[Directions]
1. In the podcast episode text on AI and music below, condense the paragraph beginning "Artists are making the most of machine learning" into a short bulleted list that keeps its main facts.
2. Pick up the podcast episode text on AI and music after its final line and keep writing.

[Text extract]
===
39 episodes

Future-proofing creatives from AI automation. We help marketers, designers, engineers, and entrepreneurs prepare to successfully collaborate with machines.

Creative Next: AI Automation at Work Creative Next

    • Technology
    • 4.7 • 13 Ratings

Future-proofing creatives from AI automation. We help marketers, designers, engineers, and entrepreneurs prepare to successfully collaborate with machines.

    AI & The Art of Music

    AI & The Art of Music

    AI is being used by music groups, such as our guest this episode Claire Evans, a member of the band YACHT. Their latest album, Chain Tripping, leveraged machine learning solutions for the music, lyrics, and more.
    Artists are making the most of machine learning, using the technology both in the creation of their art and as a cultural touchpoint for expression, exploration, and commentary. While the Internet and more modern emerging technologies have long had a negative impact on musicians and others who create using audio, Claire Evans and her band YACHT - Young Americans Challenging High Technology - are at the vanguard of discovering how these technologies will impact art and music in the future.
     
    Memorable Quotes
    “Since we only really learn by doing things and making things, we figured that the most efficient way for us to get a sort of bodily understanding of what the hell AI is and what it's doing and what it means for artists and for all of us was to try to make something with it.”
    “I think when we first started this project, we naively thought we could just kind of hand our back catalog to some algorithm, and the algorithm would analyze that and spit out new songs that would be new YACHT songs. And the project, the art, would be about committing to that, whatever it was. As soon as we started working on this, we realized that we're not there yet, thank God. Algorithms can't just spit out pop songs. If they could, the airwaves would be full of them.”
    “If you listen to the record it sounds like an interesting experimental rock or pop record. It doesn't sound like generative, you know, plausible nonsense. It sounds like songs, and that's because there was very much a human in the loop. We used the machine learning model to facilitate the process of generating source material, and then from that source material we built songs the way that we would always build songs as humans in a studio playing music.”
    “I was projecting my own meaning onto words that I didn't write. And trying to sort of cobble together some kind of meaning to the songs that made it possible for me to sort of perform and convey them with my voice. And so, it's oddly democratizing, because now the fans, the listeners, and the band, are all trying to figure out what it all means at the same time. And we were going to have as many interpretations of what it means as there are people to listen to it.”
    “It also has no consideration of the body, right. It doesn't ‘know’ what it feels like to play any of these melodies on the guitar or on the keyboard. If it's physically challenging to do. All it knows is the MIDI data that it's been fed in the training process. So, a lot of these melodies sounded odd, but simple enough to play. But then when we sat down to actually play them, we found that they were extremely challenging, because they forced us to acknowledge the embodied habits that we bring with us as players into the studio.”
    “I like to think of some of these machine learning models being like a camera of their individual disciplines. I mean, a text-generating model that's able to make perfect texts. Maybe that just becomes the camera of writing. And we have to completely step outside of our comfort zone to reinvent what writing means in the 21st century. And what an exciting proposition that is for an artist.”
===
[Provided material]

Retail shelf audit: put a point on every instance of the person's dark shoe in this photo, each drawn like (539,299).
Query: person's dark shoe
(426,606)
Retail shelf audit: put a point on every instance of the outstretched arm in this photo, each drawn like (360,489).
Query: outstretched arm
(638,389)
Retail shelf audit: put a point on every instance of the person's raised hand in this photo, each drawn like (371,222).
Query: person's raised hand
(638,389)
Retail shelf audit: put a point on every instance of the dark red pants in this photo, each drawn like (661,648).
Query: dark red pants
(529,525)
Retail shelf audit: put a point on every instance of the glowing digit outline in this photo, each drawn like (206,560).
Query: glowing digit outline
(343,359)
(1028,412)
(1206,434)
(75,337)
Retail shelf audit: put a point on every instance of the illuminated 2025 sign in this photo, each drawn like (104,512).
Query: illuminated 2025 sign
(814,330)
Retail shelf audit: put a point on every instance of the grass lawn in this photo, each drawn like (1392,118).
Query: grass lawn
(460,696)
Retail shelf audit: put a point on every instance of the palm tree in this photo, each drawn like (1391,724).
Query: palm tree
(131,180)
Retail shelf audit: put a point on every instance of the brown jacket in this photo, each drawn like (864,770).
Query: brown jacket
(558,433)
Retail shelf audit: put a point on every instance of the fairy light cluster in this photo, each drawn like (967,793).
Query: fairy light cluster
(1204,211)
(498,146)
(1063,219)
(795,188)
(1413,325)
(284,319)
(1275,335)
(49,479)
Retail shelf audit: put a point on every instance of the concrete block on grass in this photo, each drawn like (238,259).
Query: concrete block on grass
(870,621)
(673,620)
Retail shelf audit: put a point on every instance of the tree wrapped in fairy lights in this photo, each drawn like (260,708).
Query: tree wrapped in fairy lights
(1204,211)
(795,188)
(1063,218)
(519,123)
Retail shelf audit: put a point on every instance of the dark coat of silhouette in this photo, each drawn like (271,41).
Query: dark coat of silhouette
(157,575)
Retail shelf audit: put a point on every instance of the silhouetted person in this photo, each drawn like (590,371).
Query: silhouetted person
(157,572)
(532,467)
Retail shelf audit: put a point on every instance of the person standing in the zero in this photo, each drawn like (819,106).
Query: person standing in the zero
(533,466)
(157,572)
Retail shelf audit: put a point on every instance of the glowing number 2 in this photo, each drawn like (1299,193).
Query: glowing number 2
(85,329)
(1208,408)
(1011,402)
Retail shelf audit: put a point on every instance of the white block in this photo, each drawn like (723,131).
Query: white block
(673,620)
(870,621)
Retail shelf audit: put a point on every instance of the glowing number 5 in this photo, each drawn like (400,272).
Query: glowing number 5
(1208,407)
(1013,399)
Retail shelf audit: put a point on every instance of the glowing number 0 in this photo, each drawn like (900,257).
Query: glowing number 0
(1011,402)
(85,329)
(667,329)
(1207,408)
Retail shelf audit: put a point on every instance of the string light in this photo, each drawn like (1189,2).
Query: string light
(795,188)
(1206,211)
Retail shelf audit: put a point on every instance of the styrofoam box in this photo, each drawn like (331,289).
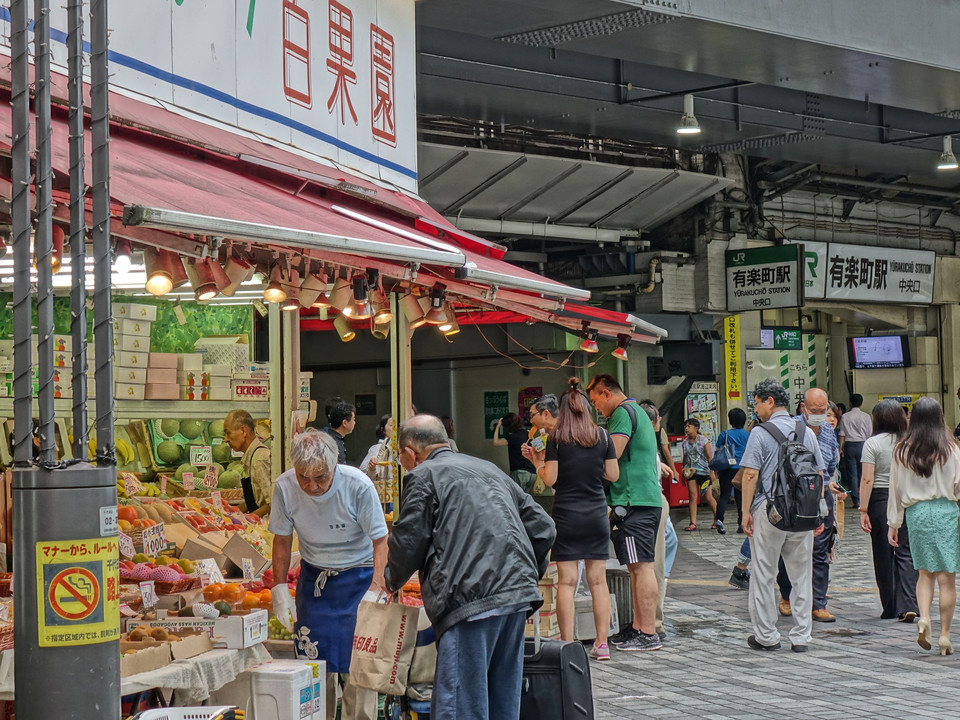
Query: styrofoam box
(132,359)
(131,375)
(163,360)
(134,311)
(190,362)
(132,327)
(128,391)
(162,375)
(131,343)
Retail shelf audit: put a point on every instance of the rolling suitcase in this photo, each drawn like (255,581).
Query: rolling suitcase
(556,680)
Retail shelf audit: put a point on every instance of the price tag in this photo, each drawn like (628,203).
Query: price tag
(201,455)
(148,593)
(126,545)
(154,540)
(248,573)
(208,566)
(210,479)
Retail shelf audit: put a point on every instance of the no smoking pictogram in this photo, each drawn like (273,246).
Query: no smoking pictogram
(74,593)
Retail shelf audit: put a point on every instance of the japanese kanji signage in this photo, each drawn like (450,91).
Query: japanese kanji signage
(732,351)
(764,278)
(862,273)
(78,593)
(335,78)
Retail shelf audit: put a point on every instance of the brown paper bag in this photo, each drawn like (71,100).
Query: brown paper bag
(383,646)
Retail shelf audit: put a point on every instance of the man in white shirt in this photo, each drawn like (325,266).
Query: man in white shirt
(856,427)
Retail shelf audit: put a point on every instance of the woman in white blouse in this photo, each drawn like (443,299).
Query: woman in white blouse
(892,566)
(925,487)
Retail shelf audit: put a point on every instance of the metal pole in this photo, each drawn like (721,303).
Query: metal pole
(78,230)
(20,209)
(43,240)
(102,315)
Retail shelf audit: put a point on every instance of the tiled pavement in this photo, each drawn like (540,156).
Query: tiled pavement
(857,667)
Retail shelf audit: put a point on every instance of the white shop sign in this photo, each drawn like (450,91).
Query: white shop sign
(335,78)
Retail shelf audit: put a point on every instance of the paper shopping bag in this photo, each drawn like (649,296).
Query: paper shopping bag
(383,646)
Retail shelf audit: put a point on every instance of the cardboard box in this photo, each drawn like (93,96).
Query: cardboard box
(128,391)
(134,311)
(234,632)
(189,362)
(168,361)
(132,327)
(149,655)
(132,375)
(162,375)
(161,391)
(233,350)
(132,359)
(131,343)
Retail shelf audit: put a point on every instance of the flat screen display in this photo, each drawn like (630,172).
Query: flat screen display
(878,351)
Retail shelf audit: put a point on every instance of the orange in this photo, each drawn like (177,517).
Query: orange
(213,592)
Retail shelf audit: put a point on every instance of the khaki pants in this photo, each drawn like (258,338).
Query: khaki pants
(660,553)
(358,703)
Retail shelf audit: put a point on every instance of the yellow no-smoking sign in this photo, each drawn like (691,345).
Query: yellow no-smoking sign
(78,601)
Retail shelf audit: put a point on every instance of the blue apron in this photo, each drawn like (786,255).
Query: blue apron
(327,602)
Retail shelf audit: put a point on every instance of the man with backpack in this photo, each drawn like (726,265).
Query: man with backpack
(782,494)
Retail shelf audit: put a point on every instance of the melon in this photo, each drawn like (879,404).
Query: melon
(228,480)
(169,452)
(221,453)
(215,428)
(191,429)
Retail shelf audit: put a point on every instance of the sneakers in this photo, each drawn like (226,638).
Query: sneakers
(739,579)
(600,652)
(625,635)
(641,643)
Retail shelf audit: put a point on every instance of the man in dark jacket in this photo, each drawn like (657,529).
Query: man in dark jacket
(480,544)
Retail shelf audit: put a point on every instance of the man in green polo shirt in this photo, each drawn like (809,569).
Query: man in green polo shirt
(637,504)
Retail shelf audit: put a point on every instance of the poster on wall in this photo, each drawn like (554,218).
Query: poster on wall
===
[Task-by-task answers]
1.
- Artists use machine learning to create their art and as a cultural touchpoint for expression, exploration, and commentary.
- The Internet and newer emerging technologies have long hurt musicians and others who create with audio.
- Claire Evans and her band YACHT (Young Americans Challenging High Technology) are at the vanguard of discovering how these technologies will affect art and music in the future.

2.
    “There's also something really interesting about the reflective quality of AI as it works today. I mean, you build a machine learning model by feeding it lots of information, trading data. And in the context of music that information is historic. It's the history of music. It's a corpus of millions of notes, or a corpus of millions of words, of song lyrics from musicians and artists that we love. Or ourselves. So this idea that we could use an emerging technology not only learn to understand it, but also maybe learn something about ourselves in the process.”
    “Maybe in ten years we won't even be making mu

    • 43 min
    AI Composed Music

    AI Composed Music

    Musical composition is one of the earliest examples of human art and creativity. Today, new and original music is increasingly being composed by AI. Drew Silverstein, Co-Founder and CEO of Amper Music, joins the show.
    Automation of sound and music, in the form of licensing stock and pre-existing recordings, is a decades-old trend that became ubiquitous with the rise of the internet. Now, thanks to machine learning and artificial intelligence, the creation of original music is increasingly being automated. Drew Silverstein, one of the pioneers at the forefront of this trend, joins the Creative Next team to explore these technologies and the trends and impacts they have on work in general and musicians in particular.
     
    Memorable Quotes
    “As our technology evolves, we see AI dramatically decreasing the cost of accomplishing certain tasks and dramatically decreasing the amount of information that any one person needs to know to be successful at that task. And whether it's music, whether it's farming, whether it's creating a script, or whether it's just doing more rote business tasks, and I think what we are going to arrive at in the not too distant future, is a world in which the ability to complete a task is fully democratized and anyone can do nearly anything with the assistance of an AI.”
    “The value, then, of our human input is gonna be on the creative input and the creative direction, so that, as people, how can we direct the workforce and the work effort of these machines to do something that's meaningful to us.”
    “All you need to know to create unique and professional music tailored to your content are three things: the style of music you want to create, the mood you want to convey and the length of your piece of music and that's all you know. In a matter of seconds, you'll make something brand new.”
    “We think our job is just a matter of tasks in a sequence that accomplish something specific that they get a goal done, whereas our career is all about helping others achieve their goals, and the manner in which we do that will change. We used to communicate via written letters only, and then it became telegraphs, and then it became phone calls, and then it became email. Now it's texts. We're still communicating. We're still conveying messages, but how we do that will change. And in the same way, in music, the jobs of the music world that exist today will certainly evolve and be very different in a matter of years, in the same way that they're very different now than they were 10 years ago.”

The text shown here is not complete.